> [Extracted entries]
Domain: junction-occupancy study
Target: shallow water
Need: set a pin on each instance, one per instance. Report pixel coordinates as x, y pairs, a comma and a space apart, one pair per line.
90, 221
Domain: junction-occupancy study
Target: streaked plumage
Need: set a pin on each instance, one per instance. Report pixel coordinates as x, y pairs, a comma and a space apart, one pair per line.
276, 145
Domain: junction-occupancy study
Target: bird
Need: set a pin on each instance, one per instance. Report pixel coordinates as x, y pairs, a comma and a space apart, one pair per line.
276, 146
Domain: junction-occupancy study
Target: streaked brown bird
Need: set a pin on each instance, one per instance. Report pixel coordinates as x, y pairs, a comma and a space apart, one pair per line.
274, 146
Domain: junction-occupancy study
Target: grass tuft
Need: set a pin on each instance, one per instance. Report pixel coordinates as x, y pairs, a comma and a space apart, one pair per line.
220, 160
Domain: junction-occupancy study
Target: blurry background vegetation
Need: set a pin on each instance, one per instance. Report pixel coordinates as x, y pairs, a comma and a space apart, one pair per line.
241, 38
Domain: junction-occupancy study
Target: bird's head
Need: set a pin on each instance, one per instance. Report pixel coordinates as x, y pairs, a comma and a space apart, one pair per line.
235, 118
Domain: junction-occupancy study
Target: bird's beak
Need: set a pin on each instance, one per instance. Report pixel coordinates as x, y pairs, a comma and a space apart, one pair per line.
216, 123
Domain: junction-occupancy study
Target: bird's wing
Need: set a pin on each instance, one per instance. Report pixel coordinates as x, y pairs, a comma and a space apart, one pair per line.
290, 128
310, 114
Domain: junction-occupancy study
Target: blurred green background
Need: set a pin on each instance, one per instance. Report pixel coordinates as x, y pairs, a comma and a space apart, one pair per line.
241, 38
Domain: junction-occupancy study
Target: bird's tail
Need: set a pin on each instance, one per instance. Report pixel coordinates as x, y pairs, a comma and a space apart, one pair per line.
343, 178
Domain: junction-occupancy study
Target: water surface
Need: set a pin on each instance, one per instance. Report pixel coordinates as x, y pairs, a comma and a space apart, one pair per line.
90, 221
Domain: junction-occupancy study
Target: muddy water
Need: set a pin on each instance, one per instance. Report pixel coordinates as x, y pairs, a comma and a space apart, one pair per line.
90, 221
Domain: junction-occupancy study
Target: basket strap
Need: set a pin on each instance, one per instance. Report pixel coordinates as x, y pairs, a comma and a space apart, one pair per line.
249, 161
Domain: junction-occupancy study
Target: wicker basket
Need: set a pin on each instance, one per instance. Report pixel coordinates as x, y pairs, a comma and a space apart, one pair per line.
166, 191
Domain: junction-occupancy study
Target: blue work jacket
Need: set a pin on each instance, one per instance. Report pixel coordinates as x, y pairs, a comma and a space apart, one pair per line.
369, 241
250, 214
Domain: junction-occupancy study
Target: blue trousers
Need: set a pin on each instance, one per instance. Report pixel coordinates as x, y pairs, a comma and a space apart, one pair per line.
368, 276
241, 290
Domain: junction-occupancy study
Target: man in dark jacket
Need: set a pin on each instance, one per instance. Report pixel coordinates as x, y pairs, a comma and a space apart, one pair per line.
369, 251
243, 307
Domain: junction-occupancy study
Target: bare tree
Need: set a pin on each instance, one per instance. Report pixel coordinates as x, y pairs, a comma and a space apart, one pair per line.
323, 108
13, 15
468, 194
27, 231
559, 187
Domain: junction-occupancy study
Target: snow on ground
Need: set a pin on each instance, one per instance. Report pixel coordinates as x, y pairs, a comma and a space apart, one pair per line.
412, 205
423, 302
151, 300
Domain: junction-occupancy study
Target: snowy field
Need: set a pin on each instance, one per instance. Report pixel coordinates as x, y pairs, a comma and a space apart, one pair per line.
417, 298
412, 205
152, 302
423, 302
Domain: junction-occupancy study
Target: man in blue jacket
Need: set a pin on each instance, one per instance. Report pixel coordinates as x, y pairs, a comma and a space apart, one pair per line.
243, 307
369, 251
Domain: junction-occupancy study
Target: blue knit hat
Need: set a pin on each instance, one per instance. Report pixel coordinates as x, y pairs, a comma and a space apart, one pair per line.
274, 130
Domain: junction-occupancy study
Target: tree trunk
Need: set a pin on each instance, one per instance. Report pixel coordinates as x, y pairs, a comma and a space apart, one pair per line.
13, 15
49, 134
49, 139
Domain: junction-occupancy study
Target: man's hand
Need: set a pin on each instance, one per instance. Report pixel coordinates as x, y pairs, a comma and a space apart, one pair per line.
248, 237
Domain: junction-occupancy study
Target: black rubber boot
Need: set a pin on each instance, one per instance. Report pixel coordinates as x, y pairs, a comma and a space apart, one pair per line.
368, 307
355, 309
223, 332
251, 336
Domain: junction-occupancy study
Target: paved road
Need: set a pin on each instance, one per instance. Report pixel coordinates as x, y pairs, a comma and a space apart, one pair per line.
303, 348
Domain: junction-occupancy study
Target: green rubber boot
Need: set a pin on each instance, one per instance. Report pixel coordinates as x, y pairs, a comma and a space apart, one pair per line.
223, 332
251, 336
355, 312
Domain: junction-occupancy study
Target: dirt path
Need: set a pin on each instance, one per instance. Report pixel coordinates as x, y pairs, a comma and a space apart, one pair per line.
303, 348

> [Instructions for the task] List every line of the entries above that contains the string "water". Treat uppercase and lowercase letters as different.

> [Written response]
Target: shallow water
Target: water surface
Target: muddy water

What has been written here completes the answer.